Search the data for "below". Each line containing it is to be copied.
________________________________________
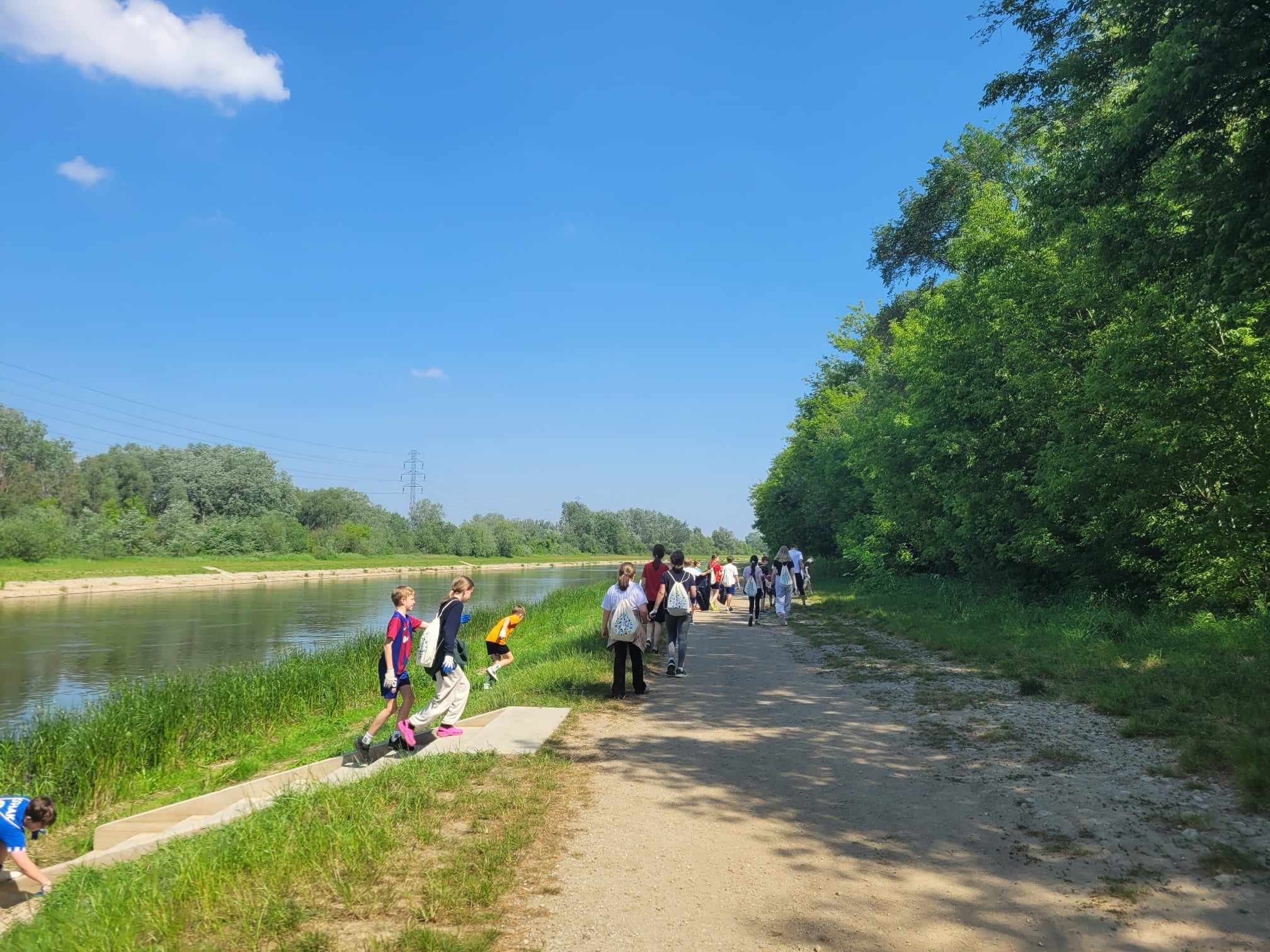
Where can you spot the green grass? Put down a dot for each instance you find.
(413, 857)
(59, 569)
(172, 737)
(1196, 678)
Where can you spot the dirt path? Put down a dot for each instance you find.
(874, 798)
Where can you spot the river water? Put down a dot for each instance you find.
(62, 652)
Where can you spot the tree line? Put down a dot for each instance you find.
(206, 499)
(1070, 381)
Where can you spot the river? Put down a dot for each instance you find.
(62, 652)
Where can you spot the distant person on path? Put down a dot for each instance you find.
(676, 597)
(694, 569)
(20, 817)
(702, 586)
(797, 558)
(394, 678)
(652, 583)
(755, 589)
(452, 686)
(624, 611)
(728, 583)
(782, 577)
(496, 645)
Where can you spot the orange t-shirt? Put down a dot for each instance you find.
(503, 627)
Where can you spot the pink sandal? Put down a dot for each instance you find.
(404, 727)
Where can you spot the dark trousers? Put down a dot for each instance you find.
(675, 623)
(620, 650)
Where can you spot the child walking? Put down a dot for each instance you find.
(452, 686)
(394, 679)
(496, 645)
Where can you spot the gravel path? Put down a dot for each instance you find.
(784, 798)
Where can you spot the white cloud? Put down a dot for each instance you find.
(147, 43)
(83, 172)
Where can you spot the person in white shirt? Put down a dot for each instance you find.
(797, 558)
(728, 583)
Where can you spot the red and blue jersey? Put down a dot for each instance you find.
(401, 627)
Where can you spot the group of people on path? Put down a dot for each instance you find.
(443, 657)
(636, 616)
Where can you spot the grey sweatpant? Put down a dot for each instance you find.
(449, 702)
(677, 631)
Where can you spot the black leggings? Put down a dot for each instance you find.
(675, 623)
(620, 650)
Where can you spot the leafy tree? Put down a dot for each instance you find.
(32, 466)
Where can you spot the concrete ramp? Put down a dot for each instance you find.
(508, 730)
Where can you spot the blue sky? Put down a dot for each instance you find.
(616, 235)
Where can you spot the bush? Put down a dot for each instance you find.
(35, 533)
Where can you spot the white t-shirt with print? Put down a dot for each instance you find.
(634, 594)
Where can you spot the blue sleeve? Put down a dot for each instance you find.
(13, 812)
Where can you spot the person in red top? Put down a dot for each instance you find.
(653, 573)
(394, 677)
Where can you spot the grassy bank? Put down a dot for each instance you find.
(171, 737)
(1194, 678)
(409, 858)
(60, 569)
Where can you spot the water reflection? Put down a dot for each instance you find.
(65, 650)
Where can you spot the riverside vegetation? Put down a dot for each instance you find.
(171, 737)
(1048, 448)
(226, 501)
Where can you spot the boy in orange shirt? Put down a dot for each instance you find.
(496, 645)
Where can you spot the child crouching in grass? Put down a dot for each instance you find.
(394, 678)
(496, 645)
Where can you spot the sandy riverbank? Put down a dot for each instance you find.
(216, 578)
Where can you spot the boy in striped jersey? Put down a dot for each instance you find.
(394, 678)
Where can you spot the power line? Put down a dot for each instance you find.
(191, 417)
(307, 457)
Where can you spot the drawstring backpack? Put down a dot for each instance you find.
(431, 638)
(677, 601)
(622, 625)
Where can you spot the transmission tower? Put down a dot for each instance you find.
(413, 473)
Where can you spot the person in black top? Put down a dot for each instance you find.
(452, 686)
(677, 617)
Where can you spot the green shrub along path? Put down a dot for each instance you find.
(172, 737)
(1194, 678)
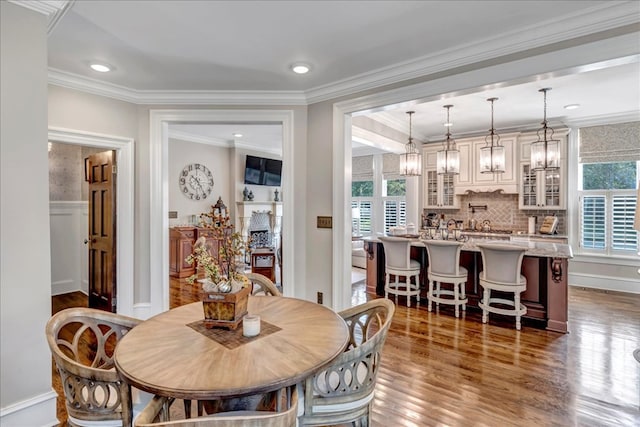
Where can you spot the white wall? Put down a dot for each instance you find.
(26, 397)
(69, 255)
(216, 159)
(318, 253)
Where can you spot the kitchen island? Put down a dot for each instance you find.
(545, 265)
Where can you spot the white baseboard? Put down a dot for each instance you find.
(37, 411)
(142, 311)
(605, 282)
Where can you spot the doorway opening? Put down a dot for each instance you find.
(72, 215)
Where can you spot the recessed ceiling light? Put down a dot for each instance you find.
(300, 68)
(101, 68)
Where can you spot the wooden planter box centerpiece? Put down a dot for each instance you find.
(225, 310)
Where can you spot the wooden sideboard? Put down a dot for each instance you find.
(181, 241)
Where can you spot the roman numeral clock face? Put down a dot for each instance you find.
(196, 181)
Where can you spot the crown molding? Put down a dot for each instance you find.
(191, 137)
(597, 19)
(174, 97)
(54, 9)
(605, 119)
(594, 20)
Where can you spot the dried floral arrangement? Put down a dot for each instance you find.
(227, 265)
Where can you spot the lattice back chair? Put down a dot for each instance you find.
(444, 267)
(398, 263)
(82, 342)
(502, 266)
(343, 391)
(260, 232)
(152, 415)
(262, 285)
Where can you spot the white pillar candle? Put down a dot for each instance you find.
(251, 326)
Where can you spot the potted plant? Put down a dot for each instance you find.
(226, 288)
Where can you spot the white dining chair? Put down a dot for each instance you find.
(398, 263)
(502, 266)
(444, 268)
(82, 342)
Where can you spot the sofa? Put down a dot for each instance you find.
(358, 254)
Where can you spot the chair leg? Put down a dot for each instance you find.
(396, 282)
(485, 303)
(386, 286)
(517, 308)
(187, 408)
(463, 295)
(455, 300)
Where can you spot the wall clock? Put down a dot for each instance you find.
(196, 181)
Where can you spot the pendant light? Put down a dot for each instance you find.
(411, 160)
(492, 159)
(545, 152)
(448, 160)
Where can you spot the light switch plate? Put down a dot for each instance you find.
(325, 222)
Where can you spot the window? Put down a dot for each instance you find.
(395, 203)
(361, 206)
(607, 207)
(361, 218)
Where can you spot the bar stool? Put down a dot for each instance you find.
(398, 262)
(444, 267)
(501, 272)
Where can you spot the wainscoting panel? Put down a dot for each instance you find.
(69, 222)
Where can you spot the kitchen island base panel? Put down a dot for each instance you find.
(547, 283)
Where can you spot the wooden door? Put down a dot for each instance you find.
(100, 169)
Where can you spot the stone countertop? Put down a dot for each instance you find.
(538, 249)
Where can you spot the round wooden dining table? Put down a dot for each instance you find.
(173, 355)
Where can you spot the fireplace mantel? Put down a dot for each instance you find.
(246, 209)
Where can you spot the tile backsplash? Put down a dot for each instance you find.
(502, 210)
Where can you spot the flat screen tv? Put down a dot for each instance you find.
(262, 171)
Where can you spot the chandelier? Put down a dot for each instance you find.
(492, 159)
(411, 160)
(448, 160)
(545, 152)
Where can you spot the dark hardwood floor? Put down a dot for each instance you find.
(441, 371)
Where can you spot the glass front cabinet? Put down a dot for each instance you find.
(542, 189)
(439, 190)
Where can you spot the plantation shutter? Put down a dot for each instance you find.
(624, 237)
(593, 224)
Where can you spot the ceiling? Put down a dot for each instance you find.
(245, 48)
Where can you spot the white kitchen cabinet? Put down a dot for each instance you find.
(471, 179)
(439, 190)
(542, 189)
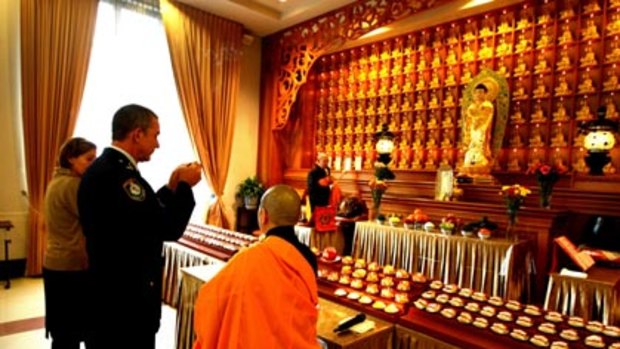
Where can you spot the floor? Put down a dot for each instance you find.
(22, 312)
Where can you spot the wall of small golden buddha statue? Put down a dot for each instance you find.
(561, 59)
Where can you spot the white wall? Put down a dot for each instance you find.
(245, 140)
(13, 205)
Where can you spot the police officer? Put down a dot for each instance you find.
(125, 223)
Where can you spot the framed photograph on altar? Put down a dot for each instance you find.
(444, 183)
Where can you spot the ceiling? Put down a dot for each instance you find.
(264, 17)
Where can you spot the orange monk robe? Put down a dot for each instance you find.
(265, 297)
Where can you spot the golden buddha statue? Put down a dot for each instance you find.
(540, 91)
(588, 59)
(558, 140)
(515, 140)
(562, 89)
(544, 40)
(567, 13)
(434, 102)
(586, 85)
(538, 116)
(485, 51)
(566, 36)
(536, 139)
(523, 23)
(590, 7)
(614, 55)
(448, 102)
(503, 48)
(419, 104)
(450, 79)
(521, 67)
(468, 55)
(560, 115)
(584, 112)
(541, 66)
(564, 61)
(434, 80)
(477, 128)
(517, 117)
(523, 44)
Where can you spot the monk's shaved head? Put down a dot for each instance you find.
(282, 205)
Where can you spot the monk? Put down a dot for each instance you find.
(266, 296)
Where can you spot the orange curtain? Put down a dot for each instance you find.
(206, 56)
(56, 37)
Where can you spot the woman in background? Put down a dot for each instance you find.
(65, 263)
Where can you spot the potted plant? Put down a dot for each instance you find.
(251, 189)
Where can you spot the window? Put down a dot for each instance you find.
(130, 63)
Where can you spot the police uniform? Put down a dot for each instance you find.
(125, 223)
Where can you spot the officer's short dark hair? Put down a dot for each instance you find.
(73, 148)
(130, 117)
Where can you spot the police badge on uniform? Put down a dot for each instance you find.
(135, 191)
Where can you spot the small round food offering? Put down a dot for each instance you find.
(481, 322)
(387, 293)
(540, 341)
(513, 305)
(378, 305)
(473, 307)
(519, 334)
(418, 278)
(499, 328)
(420, 303)
(357, 283)
(374, 266)
(403, 285)
(464, 318)
(595, 326)
(505, 316)
(465, 292)
(340, 292)
(359, 273)
(456, 302)
(570, 335)
(402, 298)
(612, 331)
(392, 309)
(559, 345)
(372, 277)
(532, 310)
(487, 311)
(365, 300)
(576, 321)
(344, 279)
(595, 341)
(496, 301)
(372, 289)
(479, 296)
(442, 298)
(547, 327)
(450, 288)
(402, 274)
(360, 263)
(525, 321)
(347, 260)
(433, 307)
(389, 270)
(387, 281)
(448, 313)
(436, 285)
(430, 294)
(553, 316)
(354, 296)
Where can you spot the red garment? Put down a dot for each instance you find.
(265, 297)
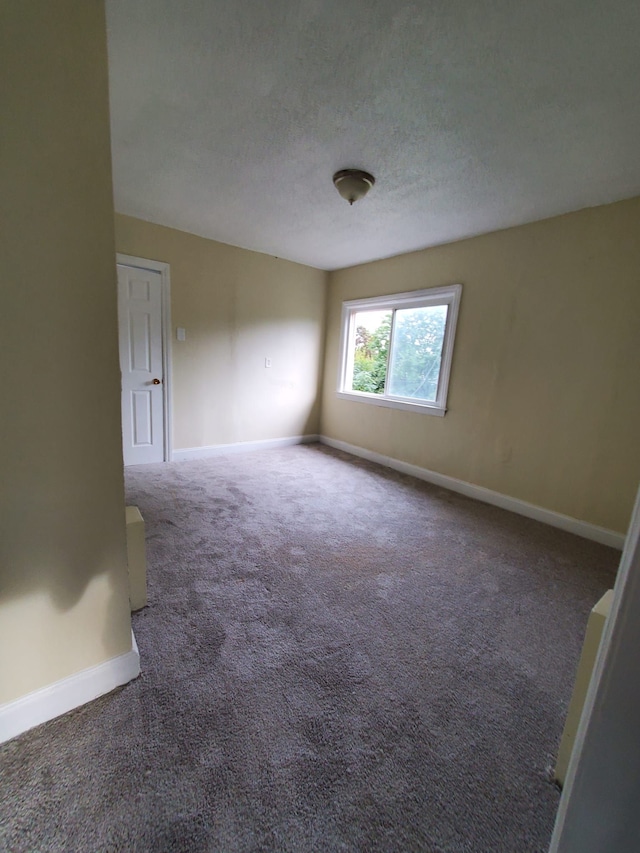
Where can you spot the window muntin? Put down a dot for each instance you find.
(397, 350)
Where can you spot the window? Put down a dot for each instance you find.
(396, 350)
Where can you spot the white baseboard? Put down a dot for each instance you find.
(56, 699)
(186, 453)
(555, 519)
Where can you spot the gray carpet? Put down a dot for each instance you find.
(335, 657)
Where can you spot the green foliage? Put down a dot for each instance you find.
(418, 339)
(417, 352)
(370, 358)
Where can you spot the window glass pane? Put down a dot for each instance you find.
(370, 352)
(418, 337)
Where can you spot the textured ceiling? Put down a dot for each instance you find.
(229, 117)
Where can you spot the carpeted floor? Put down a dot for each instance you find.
(335, 657)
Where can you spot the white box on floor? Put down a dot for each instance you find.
(137, 557)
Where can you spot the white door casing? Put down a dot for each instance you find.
(140, 315)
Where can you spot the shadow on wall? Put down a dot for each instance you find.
(58, 542)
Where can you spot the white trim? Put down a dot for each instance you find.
(555, 519)
(448, 295)
(63, 696)
(391, 403)
(208, 451)
(610, 708)
(165, 277)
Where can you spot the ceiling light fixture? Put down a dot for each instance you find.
(353, 184)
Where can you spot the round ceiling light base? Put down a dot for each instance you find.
(353, 184)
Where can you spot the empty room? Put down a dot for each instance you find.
(320, 355)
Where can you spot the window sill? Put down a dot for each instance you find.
(391, 403)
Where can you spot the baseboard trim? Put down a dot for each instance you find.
(186, 453)
(63, 696)
(555, 519)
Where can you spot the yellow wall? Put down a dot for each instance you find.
(543, 400)
(238, 308)
(63, 578)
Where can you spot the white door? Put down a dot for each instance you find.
(140, 322)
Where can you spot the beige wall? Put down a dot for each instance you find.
(238, 308)
(543, 399)
(63, 581)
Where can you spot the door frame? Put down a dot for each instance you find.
(165, 279)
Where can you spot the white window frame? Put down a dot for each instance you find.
(450, 296)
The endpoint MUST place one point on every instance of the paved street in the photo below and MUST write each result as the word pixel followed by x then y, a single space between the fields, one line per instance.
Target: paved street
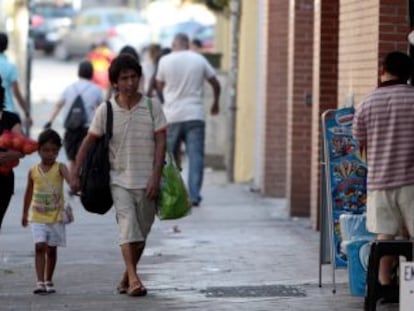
pixel 237 251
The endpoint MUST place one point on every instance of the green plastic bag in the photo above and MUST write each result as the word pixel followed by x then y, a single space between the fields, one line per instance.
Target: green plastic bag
pixel 174 201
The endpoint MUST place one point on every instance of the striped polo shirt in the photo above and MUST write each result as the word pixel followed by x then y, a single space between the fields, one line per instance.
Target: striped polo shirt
pixel 132 144
pixel 385 121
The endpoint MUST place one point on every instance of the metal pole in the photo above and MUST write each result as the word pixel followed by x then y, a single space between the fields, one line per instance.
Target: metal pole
pixel 29 52
pixel 235 13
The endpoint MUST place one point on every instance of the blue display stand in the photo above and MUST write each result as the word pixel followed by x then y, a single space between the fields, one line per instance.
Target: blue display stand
pixel 344 177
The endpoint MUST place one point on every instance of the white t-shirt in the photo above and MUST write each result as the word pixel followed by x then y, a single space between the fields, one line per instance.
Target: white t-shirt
pixel 91 94
pixel 132 144
pixel 184 73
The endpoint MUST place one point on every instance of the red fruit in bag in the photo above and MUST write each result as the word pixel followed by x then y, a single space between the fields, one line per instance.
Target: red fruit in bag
pixel 30 146
pixel 18 142
pixel 7 168
pixel 6 140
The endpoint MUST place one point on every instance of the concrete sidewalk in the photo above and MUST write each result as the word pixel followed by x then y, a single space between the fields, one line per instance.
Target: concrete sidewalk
pixel 237 251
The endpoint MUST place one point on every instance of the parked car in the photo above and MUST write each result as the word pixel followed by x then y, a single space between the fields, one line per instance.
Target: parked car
pixel 195 30
pixel 116 26
pixel 47 21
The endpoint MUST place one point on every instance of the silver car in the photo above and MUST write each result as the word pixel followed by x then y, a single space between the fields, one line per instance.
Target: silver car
pixel 116 26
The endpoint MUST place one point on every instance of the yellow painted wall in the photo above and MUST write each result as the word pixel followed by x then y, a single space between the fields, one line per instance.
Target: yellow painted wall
pixel 246 94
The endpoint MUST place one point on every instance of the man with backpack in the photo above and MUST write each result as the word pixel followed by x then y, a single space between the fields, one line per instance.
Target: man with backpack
pixel 136 156
pixel 79 101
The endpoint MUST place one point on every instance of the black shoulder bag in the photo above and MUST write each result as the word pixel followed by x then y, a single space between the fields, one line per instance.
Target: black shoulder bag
pixel 95 178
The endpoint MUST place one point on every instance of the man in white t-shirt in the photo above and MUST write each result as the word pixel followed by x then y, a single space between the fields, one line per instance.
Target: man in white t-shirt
pixel 92 97
pixel 180 77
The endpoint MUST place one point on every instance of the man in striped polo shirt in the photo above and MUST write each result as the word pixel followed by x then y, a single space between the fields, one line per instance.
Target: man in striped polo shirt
pixel 136 154
pixel 384 127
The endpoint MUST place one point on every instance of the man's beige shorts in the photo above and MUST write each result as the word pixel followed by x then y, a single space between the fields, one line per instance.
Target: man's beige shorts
pixel 134 214
pixel 388 210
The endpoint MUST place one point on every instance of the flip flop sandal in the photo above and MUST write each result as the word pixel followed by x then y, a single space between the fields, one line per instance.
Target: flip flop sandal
pixel 40 288
pixel 50 289
pixel 122 288
pixel 137 290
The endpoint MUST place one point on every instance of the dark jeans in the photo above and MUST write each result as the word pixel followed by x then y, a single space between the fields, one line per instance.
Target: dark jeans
pixel 72 141
pixel 192 133
pixel 6 192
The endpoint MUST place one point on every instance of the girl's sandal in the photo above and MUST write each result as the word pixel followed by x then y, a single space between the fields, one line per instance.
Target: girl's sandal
pixel 50 289
pixel 40 288
pixel 122 288
pixel 137 290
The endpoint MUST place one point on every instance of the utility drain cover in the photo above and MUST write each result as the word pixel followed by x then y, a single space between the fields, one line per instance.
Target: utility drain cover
pixel 254 291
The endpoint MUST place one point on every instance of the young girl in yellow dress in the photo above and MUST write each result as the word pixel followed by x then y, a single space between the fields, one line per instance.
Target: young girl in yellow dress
pixel 43 207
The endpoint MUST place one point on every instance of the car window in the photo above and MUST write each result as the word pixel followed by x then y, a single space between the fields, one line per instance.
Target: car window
pixel 50 11
pixel 122 18
pixel 87 20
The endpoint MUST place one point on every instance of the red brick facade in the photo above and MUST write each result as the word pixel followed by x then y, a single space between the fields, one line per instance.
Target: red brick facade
pixel 325 87
pixel 330 53
pixel 275 142
pixel 299 106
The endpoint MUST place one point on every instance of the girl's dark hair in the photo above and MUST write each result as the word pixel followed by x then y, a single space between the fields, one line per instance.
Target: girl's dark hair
pixel 85 70
pixel 127 49
pixel 123 62
pixel 51 136
pixel 2 95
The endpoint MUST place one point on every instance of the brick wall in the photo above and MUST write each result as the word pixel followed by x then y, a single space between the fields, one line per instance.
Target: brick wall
pixel 358 49
pixel 394 27
pixel 275 129
pixel 325 87
pixel 299 113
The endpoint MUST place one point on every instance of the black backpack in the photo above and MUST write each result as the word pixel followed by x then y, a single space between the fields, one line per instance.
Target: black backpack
pixel 76 118
pixel 96 194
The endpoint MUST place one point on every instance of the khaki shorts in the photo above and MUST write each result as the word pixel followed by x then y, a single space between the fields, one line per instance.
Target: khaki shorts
pixel 388 210
pixel 51 234
pixel 134 214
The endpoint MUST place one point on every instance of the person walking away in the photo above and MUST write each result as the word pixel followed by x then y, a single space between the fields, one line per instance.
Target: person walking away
pixel 180 78
pixel 137 154
pixel 10 77
pixel 149 66
pixel 384 126
pixel 100 56
pixel 92 97
pixel 42 207
pixel 9 121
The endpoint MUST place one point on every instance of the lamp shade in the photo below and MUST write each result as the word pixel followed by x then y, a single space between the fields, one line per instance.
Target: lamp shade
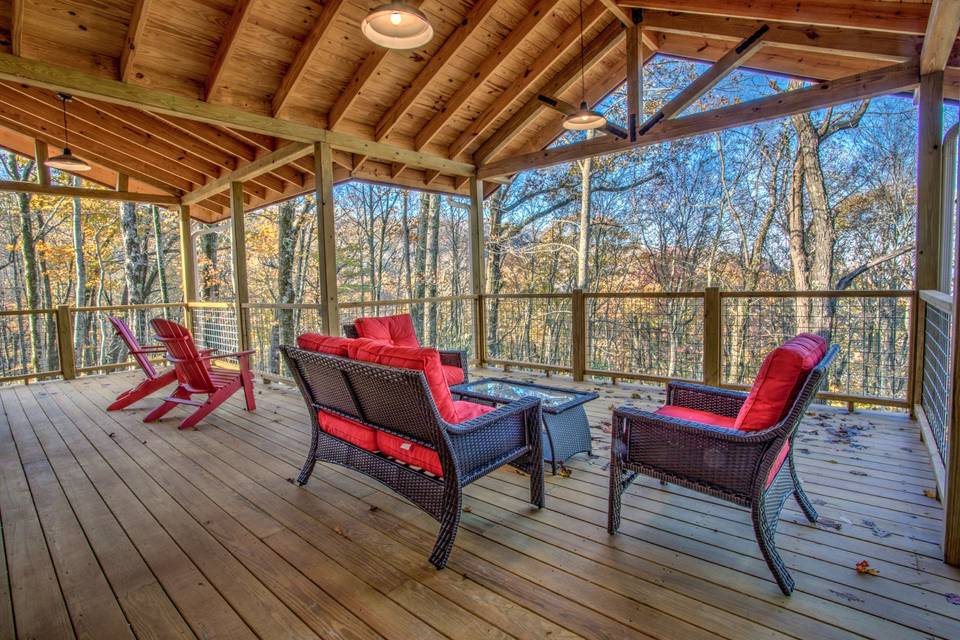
pixel 584 119
pixel 66 161
pixel 397 26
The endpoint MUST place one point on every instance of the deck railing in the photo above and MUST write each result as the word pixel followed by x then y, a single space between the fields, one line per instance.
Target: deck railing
pixel 710 336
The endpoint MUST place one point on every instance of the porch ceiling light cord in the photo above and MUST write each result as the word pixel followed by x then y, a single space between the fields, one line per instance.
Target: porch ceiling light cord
pixel 66 161
pixel 584 118
pixel 397 25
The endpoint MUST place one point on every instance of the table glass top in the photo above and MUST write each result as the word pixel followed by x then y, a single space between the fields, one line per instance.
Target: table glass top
pixel 514 390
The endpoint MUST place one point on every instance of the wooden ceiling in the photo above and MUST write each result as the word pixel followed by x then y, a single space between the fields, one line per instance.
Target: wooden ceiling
pixel 469 95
________________________________________
[TASK OUTPUT]
The endpoint MUST place one point on every instance of the paved street in the photo below and MUST write each result as the word pixel followed by x then y, a single space between the fields, one line per instance.
The endpoint MUST place one point on every instance of the lamp shade in the photo below and MUST write each result as the word pixel followed by x then y, a single space between the fields, one line per instance.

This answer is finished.